## START Page text

Patent Application
20130053292
The invention relates generally to chemical compositions, and more specifically to chemical compositions and methods for stripping coatings from metal articles.
Traditionally, metal articles, including operative parts as well as tooling, are stripped, etched, and cleaned with a standard corrosive solution consisting of an acid such as a high molarity hydrochloric acid (HCl), sulfuric (H2SO4), or nitric acid (HNO3), or mixtures thereof. Depending on the application and the coating, the acid may be supplemented with a wetting agent to dissociate the acid molecules to increase their effectiveness at removing coating or other molecules diffused into the metal substrate. The solution is otherwise substantially free of contaminants, such as iron. Once coating contamination of the solution exceeds a threshold concentration, the solution is discarded and/or recycled.
In many instances, the acid is not selective between the coating or contaminant and the metal substrate, particularly when the part has been previously run in a hot engine. The acid continues to attack the metal substrate, causing pitting or other surface damage that must be repaired. If significant, such damage can result in scrapping of the part. In addition, pure corrosive acids do not completely remove certain coatings, and the parts must be subsequently exposed to a mechanical desmutting process. Further, the stripping and desmutting process using a pure acid solution often needs to be repeated two or more times before the coating is completely removed from the substrate.
A stripping solution comprises a highly corrosive acid and an iron concentration of at least about 1.0 gram per liter (g/L).
A method of making a solution for stripping a coating from a metal article comprises adding a highly corrosive acid to a vessel, increasing an iron concentration of the highly corrosive acid to at least about 1.0 gram per liter (g/L); and agitating the solution.
A method for removing a coating from a metal article comprises maintaining a stripping solution in a first temperature range, submerging the metal article in the stripping solution, and air agitating the solution containing the submerged article. The stripping solution comprises a highly corrosive acid, and has an iron concentration of at least about 1.0 gram per liter (g/L).

## END Page text

Required task 1:
In the patent text, what iron concentration must the stripping solution have at minimum?
Required task 2:
Put this sentence from the patent text into Spanish: "If significant, such damage can result in scrapping of the part."
Required task 3:
Turn the patent text's paragraph beginning "In many instances, the acid is not selective" into a short bulleted list that keeps its main facts.
Use only the patent text to answer.

## START Data

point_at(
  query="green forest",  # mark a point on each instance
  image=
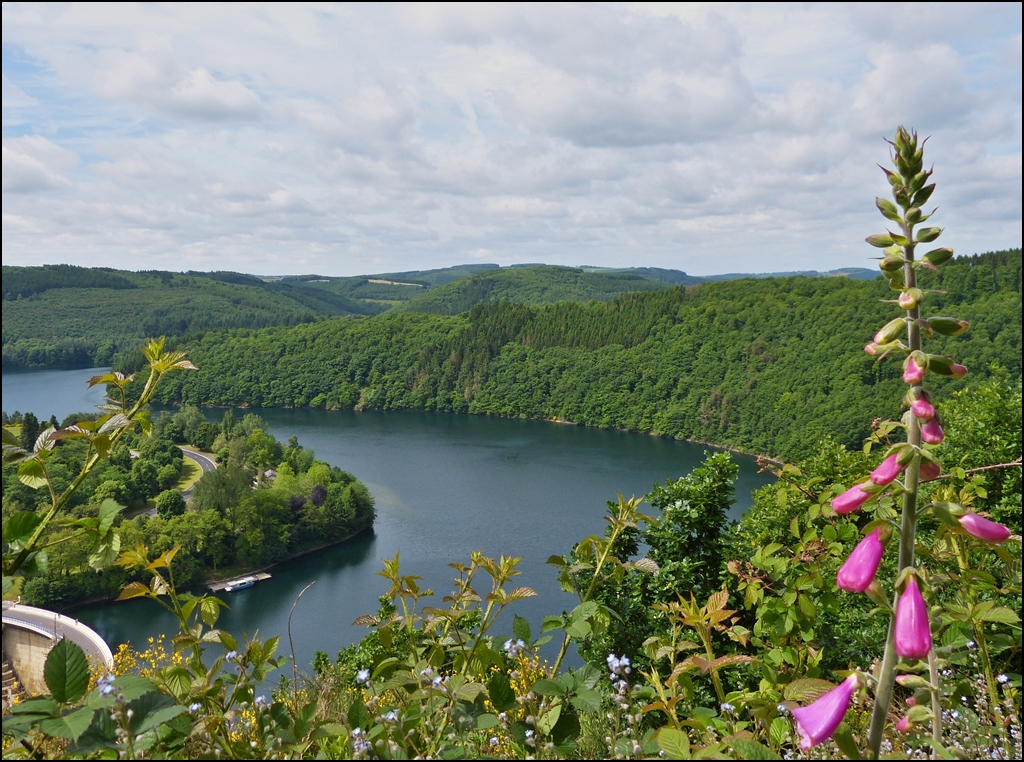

## END Data

Exercise solution 1:
At least about 1.0 gram per liter (g/L).

Exercise solution 2:
Si es significativo, dicho daño puede provocar el desecho de la pieza.

Exercise solution 3:
- The acid often attacks the metal substrate as well as the coating or contaminant, especially when the part has been run in a hot engine before.
- This causes pitting or other surface damage that must be repaired, and serious damage can lead to scrapping the part.
- Pure corrosive acids don't fully remove some coatings, so parts then need a mechanical desmutting process.
- Stripping and desmutting with a pure acid solution often must be repeated two or more times before the coating is completely removed.